▸ Raw records
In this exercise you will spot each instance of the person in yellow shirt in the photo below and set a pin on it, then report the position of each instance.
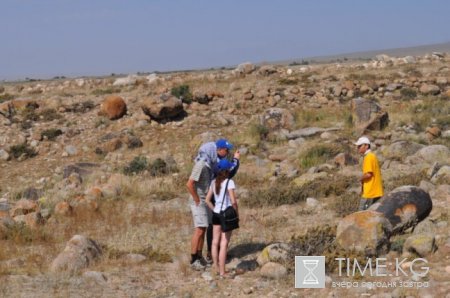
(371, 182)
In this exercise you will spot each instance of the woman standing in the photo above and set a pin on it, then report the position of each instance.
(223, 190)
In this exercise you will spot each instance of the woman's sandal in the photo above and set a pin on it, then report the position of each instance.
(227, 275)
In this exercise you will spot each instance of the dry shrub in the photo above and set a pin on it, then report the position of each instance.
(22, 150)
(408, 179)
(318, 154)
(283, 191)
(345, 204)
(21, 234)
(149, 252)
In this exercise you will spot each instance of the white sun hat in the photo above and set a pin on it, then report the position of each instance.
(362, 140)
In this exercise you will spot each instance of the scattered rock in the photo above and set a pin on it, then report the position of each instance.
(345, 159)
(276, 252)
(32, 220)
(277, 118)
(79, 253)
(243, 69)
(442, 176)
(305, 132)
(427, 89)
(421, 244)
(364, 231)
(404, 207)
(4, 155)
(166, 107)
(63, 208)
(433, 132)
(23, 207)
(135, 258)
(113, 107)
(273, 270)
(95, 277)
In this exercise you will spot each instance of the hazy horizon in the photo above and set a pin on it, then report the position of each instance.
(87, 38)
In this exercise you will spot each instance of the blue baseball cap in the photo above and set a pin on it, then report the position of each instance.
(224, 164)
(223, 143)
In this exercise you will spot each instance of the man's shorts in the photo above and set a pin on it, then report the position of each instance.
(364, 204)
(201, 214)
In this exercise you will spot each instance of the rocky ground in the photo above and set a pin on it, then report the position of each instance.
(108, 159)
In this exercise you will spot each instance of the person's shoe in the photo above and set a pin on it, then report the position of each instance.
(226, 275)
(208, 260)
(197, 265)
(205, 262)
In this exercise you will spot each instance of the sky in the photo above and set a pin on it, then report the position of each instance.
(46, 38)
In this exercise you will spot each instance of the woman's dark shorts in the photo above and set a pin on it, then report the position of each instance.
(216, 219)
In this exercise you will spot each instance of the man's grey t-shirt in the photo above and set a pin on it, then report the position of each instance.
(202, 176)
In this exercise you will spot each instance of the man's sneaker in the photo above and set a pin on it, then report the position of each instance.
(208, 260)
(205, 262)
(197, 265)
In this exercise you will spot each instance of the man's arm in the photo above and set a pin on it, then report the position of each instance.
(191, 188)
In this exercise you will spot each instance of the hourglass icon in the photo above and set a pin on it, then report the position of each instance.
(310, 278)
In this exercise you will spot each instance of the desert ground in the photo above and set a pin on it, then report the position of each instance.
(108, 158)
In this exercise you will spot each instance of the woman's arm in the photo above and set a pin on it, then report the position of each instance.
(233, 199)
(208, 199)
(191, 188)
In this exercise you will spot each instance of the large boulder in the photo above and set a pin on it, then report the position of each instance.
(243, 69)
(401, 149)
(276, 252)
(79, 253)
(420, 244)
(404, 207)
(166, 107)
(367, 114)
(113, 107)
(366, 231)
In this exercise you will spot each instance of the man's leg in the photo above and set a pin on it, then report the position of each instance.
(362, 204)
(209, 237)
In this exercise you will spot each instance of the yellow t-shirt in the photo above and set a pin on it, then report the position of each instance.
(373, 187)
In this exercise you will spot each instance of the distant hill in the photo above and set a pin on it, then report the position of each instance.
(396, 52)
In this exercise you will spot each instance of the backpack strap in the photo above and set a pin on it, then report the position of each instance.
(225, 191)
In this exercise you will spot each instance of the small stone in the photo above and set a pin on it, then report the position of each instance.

▸ What to do
Go through the entries above and print each one exactly, minus the pictures.

▸ Task solution
In this exercise you will spot each instance of the person in yellow shirt in the photo below and set a pin on it, then report the position of each instance.
(371, 182)
In this exercise you will spot each instance of the woman standing in the photo above and set a pin on it, then report the position of each instance.
(223, 190)
In this exercise you will spot each instance of the woman's sandal in the photo above and set a pin on it, then report the position of each instance.
(227, 275)
In this exercise you will spot each instance of the dry shrub in the photo above and set a pin on it, then report the position of each instance.
(22, 150)
(408, 179)
(318, 154)
(283, 191)
(345, 204)
(21, 234)
(149, 252)
In this exercise you will spot each instance of the white sun hat in the photo above and set a pin on it, then report the position of each instance.
(362, 140)
In this exercise you will spot each instance of the scattered rock in the photo above and set a pin on it, then report the position of each instance.
(345, 159)
(276, 252)
(32, 220)
(277, 118)
(79, 253)
(243, 69)
(442, 176)
(305, 132)
(427, 89)
(421, 244)
(364, 231)
(404, 207)
(4, 155)
(166, 107)
(63, 208)
(433, 132)
(23, 207)
(135, 258)
(113, 107)
(273, 270)
(95, 277)
In this exercise you will spot each instance of the hazy horizon in the photo above and set a pin on it, then report the position of each instance.
(87, 38)
In this exercise you will spot each instance of the blue baseball cap in the photo above and set a pin on it, then report the position of each instance.
(224, 164)
(223, 143)
In this exercise you will spot each instance of the man's shorts in the photo above and set a pin on it, then report the position of each instance.
(364, 204)
(201, 214)
In this exercise you will spot each instance of the rocky ground in the photo above and set a pin on it, then report the position of each instance.
(108, 159)
In this exercise you will spot each instance of the person's shoe in the photo above and set a pin on it, then report the position of each instance.
(226, 275)
(208, 260)
(197, 265)
(205, 262)
In this exercise you will spot each instance of the sky in the photo above and set a pin on it, then report the position of each instance.
(46, 38)
In this exercise you will spot each instance of the woman's dark shorts in the photo above and set a pin on it, then report the position of each instance.
(216, 219)
In this exercise you will spot each instance of the man's grey t-shirt in the photo above and set a pin on it, then report the position of each instance.
(202, 176)
In this exercise you will spot each instance of the man's sneaker in the photo above and set a pin on it, then report the position of each instance.
(208, 260)
(205, 262)
(197, 265)
In this exercise you will spot each instance of the man's arm in the photo above and set a pin on it, then report the position of each instance.
(191, 188)
In this exercise you will spot each instance of the hourglass icon in the photo above and set a pin on it, then report the position of each instance.
(310, 278)
In this exercise you will spot each instance of the desert ground in the photo above and set a pin on it, then report the position of each instance.
(108, 158)
In this exercise you will spot each instance of the woman's arm in the photo above and set a pin on it, then report the position of each instance.
(233, 199)
(208, 199)
(191, 188)
In this exercise you will spot each instance of the large boulder in the photo above and set a pin on it, then report the position of each instance.
(243, 69)
(401, 149)
(276, 252)
(79, 253)
(420, 244)
(404, 207)
(166, 107)
(367, 114)
(113, 107)
(366, 231)
In this exercise you will spot each instance of the man's leg in the photo above and set a pin on it, then report the position of each instance.
(362, 204)
(209, 237)
In this exercise you will spot each instance of the yellow t-shirt in the photo above and set a pin on it, then report the position of each instance.
(373, 187)
In this exercise you will spot each instance of the distant hill in the photo above and set a pin on it, then report the position of each instance.
(396, 52)
In this exercise you will spot each instance of the backpack strap in the photo above and set a pin on it, then report the position of each instance.
(225, 191)
In this exercise you will spot each instance of the small stone in the photo above and set a pin on it, then report the position of each instance.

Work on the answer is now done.